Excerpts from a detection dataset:
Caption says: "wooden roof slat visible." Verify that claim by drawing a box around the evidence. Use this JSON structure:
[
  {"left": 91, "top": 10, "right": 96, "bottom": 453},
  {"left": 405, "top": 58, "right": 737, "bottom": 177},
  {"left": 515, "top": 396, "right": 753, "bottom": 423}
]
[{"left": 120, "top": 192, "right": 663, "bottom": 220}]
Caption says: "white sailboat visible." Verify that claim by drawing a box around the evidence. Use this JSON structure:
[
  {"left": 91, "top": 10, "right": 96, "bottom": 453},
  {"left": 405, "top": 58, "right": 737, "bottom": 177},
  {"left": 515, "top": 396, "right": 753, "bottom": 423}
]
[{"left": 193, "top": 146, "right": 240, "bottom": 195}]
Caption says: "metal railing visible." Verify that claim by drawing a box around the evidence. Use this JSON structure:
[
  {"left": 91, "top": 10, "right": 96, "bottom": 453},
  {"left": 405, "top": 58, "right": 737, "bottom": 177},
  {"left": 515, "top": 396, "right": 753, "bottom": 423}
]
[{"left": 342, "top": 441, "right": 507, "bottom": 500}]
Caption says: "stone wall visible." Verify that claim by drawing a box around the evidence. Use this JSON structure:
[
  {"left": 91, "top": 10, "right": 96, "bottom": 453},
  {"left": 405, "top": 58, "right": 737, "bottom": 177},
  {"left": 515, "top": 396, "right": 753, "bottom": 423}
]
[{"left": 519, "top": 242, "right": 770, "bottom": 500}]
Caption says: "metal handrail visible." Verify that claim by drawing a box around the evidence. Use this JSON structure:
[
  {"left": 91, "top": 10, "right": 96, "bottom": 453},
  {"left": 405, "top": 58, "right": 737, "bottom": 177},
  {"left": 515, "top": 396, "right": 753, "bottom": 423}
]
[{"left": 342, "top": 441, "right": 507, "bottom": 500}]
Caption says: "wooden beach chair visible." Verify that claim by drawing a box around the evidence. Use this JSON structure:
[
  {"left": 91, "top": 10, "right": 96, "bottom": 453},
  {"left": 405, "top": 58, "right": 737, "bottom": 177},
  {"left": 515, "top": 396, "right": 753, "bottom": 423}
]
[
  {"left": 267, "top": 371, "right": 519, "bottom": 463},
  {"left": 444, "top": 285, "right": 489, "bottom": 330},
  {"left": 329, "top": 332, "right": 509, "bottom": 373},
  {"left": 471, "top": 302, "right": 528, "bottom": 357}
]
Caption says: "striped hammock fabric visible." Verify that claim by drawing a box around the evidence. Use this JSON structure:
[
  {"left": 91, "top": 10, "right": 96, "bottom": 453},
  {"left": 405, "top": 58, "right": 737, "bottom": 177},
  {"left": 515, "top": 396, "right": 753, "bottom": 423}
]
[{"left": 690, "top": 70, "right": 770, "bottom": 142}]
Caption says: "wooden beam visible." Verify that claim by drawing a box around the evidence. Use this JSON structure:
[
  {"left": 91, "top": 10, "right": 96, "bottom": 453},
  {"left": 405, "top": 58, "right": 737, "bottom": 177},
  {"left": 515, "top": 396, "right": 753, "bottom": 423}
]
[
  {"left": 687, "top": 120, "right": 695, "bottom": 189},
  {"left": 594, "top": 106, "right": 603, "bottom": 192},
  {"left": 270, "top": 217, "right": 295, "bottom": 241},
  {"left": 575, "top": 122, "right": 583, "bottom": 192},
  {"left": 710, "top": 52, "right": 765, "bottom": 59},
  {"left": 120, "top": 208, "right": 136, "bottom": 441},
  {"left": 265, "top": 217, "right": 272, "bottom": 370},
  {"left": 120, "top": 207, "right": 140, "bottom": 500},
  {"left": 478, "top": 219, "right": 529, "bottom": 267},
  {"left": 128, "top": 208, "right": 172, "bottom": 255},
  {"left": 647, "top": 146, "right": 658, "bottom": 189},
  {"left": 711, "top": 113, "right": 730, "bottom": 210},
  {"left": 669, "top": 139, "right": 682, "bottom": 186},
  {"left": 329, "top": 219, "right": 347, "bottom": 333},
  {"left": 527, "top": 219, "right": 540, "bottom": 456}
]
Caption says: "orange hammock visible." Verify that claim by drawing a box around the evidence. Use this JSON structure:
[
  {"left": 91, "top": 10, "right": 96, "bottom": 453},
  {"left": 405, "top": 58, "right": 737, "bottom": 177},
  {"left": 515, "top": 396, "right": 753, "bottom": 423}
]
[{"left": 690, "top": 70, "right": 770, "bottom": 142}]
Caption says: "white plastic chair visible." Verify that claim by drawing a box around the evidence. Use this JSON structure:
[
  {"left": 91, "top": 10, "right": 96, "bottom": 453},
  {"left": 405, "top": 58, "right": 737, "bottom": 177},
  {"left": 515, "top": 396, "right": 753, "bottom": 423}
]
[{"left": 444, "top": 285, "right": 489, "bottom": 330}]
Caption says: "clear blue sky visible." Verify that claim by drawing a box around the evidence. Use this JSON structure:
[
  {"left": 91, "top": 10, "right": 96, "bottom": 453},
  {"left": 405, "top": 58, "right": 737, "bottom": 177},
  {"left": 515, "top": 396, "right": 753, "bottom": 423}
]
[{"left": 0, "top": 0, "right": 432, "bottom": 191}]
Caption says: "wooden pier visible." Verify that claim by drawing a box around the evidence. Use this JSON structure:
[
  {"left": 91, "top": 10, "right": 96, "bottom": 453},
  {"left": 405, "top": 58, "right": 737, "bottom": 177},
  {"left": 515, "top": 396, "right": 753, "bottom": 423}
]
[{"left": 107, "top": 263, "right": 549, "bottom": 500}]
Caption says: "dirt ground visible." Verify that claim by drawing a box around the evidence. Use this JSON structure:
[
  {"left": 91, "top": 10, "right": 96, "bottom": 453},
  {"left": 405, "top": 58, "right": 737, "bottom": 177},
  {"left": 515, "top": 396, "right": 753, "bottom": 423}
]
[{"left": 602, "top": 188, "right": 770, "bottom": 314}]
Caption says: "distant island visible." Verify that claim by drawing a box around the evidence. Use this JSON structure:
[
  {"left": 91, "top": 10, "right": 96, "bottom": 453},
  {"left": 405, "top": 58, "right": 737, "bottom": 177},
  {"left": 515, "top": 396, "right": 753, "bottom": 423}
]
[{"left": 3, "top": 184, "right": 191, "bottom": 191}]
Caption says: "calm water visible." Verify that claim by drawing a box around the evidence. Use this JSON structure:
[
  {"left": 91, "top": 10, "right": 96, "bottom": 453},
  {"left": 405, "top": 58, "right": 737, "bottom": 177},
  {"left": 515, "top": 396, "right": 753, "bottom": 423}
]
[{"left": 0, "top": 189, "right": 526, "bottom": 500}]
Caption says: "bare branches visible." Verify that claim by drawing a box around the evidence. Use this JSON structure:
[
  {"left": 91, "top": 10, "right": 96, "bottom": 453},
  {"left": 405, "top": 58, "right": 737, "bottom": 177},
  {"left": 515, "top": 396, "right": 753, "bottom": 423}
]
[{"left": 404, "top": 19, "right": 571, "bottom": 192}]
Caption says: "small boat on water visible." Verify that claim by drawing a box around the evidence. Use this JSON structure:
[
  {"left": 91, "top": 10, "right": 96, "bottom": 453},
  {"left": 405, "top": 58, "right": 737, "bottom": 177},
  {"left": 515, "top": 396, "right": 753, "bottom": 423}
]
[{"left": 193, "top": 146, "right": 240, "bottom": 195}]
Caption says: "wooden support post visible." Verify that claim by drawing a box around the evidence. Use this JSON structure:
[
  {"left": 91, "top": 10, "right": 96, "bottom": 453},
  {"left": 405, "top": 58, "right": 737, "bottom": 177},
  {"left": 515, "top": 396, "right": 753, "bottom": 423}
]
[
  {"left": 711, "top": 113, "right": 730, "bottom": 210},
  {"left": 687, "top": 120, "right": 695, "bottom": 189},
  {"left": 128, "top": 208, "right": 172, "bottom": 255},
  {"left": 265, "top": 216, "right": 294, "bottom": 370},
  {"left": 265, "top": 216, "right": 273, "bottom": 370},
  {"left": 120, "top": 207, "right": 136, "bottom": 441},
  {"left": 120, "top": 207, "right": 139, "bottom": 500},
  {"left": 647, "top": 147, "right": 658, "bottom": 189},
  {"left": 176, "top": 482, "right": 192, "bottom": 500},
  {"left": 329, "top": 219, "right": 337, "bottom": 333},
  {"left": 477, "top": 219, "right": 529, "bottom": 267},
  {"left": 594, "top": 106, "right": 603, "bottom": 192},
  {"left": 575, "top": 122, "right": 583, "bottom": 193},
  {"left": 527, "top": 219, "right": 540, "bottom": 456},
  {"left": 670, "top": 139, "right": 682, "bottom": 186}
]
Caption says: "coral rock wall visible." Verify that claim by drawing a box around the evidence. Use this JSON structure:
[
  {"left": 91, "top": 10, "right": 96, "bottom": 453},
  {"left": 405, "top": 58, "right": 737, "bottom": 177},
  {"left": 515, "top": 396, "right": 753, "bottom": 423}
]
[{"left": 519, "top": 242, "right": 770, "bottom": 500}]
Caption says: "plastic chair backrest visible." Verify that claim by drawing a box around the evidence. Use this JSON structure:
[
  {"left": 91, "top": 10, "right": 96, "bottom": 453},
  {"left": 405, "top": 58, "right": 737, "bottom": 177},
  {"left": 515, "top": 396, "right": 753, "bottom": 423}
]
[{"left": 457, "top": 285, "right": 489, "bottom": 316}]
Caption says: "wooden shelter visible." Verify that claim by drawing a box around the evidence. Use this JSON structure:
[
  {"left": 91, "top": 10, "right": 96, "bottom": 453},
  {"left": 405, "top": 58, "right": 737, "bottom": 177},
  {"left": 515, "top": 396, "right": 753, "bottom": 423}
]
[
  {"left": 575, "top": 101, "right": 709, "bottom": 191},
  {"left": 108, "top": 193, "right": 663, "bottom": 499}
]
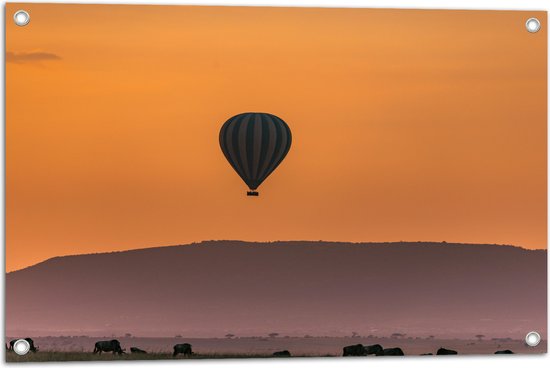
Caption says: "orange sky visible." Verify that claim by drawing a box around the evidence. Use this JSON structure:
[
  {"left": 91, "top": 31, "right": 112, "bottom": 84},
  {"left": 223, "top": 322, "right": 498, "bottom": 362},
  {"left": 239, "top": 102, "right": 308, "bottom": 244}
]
[{"left": 6, "top": 4, "right": 547, "bottom": 271}]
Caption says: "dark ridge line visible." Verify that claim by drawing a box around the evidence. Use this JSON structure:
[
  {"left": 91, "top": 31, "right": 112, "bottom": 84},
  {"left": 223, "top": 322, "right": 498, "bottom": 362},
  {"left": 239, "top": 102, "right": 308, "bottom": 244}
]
[{"left": 6, "top": 239, "right": 547, "bottom": 275}]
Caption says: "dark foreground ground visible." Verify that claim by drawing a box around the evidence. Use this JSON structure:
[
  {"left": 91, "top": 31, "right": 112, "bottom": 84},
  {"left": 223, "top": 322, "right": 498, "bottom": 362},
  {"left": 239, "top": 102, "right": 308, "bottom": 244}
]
[{"left": 6, "top": 336, "right": 546, "bottom": 362}]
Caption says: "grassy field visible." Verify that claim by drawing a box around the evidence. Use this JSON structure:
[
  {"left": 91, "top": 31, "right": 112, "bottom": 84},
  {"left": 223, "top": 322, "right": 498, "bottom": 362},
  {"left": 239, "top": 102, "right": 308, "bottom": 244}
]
[
  {"left": 6, "top": 351, "right": 324, "bottom": 362},
  {"left": 6, "top": 336, "right": 546, "bottom": 362}
]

* **JOB**
Give the number of lines above that contain the word "wall", counting only matches with the same case. Reply with the number alone.

* **OUTPUT FOR THIS EXERCISE**
2